• _Problem statement_:
Extend the worked lesson on limits of the form 1^∞ below, picking up right after its final sentence.

** Start Document text **

The inner bracket approaches \(e\), and the outer exponent \(-3/n \to 0\). So we get \(e^0 = 1\). Same answer, confirmed.

A Tricky Product Limit

Example 3: Find \(\displaystyle\lim_{n \to \infty}\left(1 + \frac{1}{2n}\right)^{2n^2}\left(1 - \frac{1}{3n}\right)^{3n^2}\).

This is a product of two terms, each in the \(1^\infty\) indeterminate form. A natural first thought is to force each into the \(e\)-definition:

\[\left(1 + \frac{1}{2n}\right)^{2n} \to e \quad \text{and} \quad \left(1 - \frac{1}{3n}\right)^{3n} \to e^{-1}\]

But the actual exponents are \(2n^2\) and \(3n^2\), not \(2n\) and \(3n\). We can rewrite the first factor as:

\[\left[\left(1 + \frac{1}{2n}\right)^{2n}\right]^{n} \to e^n \to \infty\]

and the second as:

\[\left[\left(1 - \frac{1}{3n}\right)^{3n}\right]^{n} \to e^{-n} \to 0\]

So we get \(\infty \cdot 0\), an indeterminate form. We need a more careful approach.

Why binomial expansion fails here: If you try to expand \((1 + 1/(2n))^{2n^2}\) using the binomial theorem, the coefficients \(\binom{2n^2}{k}\) contain powers of \(n\) in the numerator that cancel with the powers of \(1/(2n)\) in the denominator. The terms do not shrink based on powers of \(1/n\) – they shrink based on \(1/k!\). This means you cannot truncate to a few terms; you need infinitely many to capture the limit.

The logarithm technique works: Set \(L\) equal to the limit and take the log:

\[\ln L = \lim_{n \to \infty}\left[2n^2 \ln\left(1 + \frac{1}{2n}\right) + 3n^2 \ln\left(1 - \frac{1}{3n}\right)\right]\]

Now expand each logarithm using \(\ln(1+u) = u - \frac{u^2}{2} + \frac{u^3}{3} - \cdots\):

\[\ln\left(1 + \frac{1}{2n}\right) = \frac{1}{2n} - \frac{1}{8n^2} + \cdots\]

\[\ln\left(1 - \frac{1}{3n}\right) = -\frac{1}{3n} - \frac{1}{18n^2} - \cdots\]

Multiplying through:

\[2n^2 \cdot \ln\left(1 + \frac{1}{2n}\right) = 2n^2\left(\frac{1}{2n} - \frac{1}{8n^2} + \cdots\right) = n - \frac{1}{4} + \cdots\]

\[3n^2 \cdot \ln\left(1 - \frac{1}{3n}\right) = 3n^2\left(-\frac{1}{3n} - \frac{1}{18n^2} - \cdots\right) = -n - \frac{1}{6} + \cdots\]

Adding them together:

\[\ln L = \left(n - \frac{1}{4} + \cdots\right) + \left(-n - \frac{1}{6} + \cdots\right) = -\frac{1}{4} - \frac{1}{6} + \cdots = -\frac{5}{12}\]

The \(n\) terms cancel (as expected), and the higher-order terms vanish. Therefore:

\[\boxed{L = e^{-5/12}}\]

This is a beautiful result – a number between 0 and 1 that you could never guess without the technique.

** End Document text **
** Start Information shown **

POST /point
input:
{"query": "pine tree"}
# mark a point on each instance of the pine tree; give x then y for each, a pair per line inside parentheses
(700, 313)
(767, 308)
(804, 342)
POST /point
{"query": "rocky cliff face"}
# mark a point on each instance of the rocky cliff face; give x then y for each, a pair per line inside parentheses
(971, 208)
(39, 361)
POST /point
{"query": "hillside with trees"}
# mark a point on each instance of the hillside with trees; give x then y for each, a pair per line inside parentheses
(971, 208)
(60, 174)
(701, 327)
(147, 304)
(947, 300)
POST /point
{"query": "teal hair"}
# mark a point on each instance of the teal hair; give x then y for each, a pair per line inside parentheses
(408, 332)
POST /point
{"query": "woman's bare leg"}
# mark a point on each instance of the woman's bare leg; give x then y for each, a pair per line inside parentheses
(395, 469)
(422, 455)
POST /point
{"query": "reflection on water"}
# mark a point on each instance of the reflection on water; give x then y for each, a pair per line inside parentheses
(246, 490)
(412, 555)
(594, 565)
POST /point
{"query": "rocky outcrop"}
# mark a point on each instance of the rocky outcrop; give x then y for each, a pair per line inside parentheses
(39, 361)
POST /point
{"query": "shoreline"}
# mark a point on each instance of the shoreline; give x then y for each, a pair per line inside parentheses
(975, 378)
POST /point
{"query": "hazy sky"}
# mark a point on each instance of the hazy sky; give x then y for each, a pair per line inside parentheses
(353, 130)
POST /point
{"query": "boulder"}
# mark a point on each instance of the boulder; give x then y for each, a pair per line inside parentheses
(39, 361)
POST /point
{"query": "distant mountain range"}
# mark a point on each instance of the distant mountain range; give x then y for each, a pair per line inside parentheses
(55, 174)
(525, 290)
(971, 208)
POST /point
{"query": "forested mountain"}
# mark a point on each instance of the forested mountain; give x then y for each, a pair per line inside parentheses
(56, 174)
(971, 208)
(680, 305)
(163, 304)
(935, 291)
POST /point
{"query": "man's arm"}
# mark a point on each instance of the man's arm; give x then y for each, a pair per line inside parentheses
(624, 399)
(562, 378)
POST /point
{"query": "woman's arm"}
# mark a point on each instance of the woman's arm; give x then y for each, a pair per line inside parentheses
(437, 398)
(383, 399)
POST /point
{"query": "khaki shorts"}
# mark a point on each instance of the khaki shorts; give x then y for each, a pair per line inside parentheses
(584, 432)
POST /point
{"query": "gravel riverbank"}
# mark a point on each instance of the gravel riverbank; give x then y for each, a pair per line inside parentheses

** End Information shown **

• _Result for this task_:
Explore – watch the product converge as \(n\) grows:

Increase \(n\) with the slider and watch the green dot converge to \(e^{-5/12} \approx 0.659\).

Why the Logarithm Technique is Essential

The key insight from the product limit example is this: when you have \((1 + \text{small})^{\text{large}}\) and try to expand directly with the binomial theorem, the convergence depends on \(1/k!\) (the factorial in the denominator), not on powers of \(1/n\). This means:

You cannot truncate the expansion at a few terms
The “lowest order infinitesimal” strategy does not apply directly

But when you take the natural log, the exponent comes down as a multiplier:

\[\ln\left[(1 + u)^m\right] = m \cdot \ln(1+u)\]

Now the expansion of \(\ln(1+u)\) does depend on increasing powers of \(u\), so truncation works perfectly. This is why the logarithm technique is so powerful for these limit problems.

Re-deriving the Power Expansion of ln(1+x)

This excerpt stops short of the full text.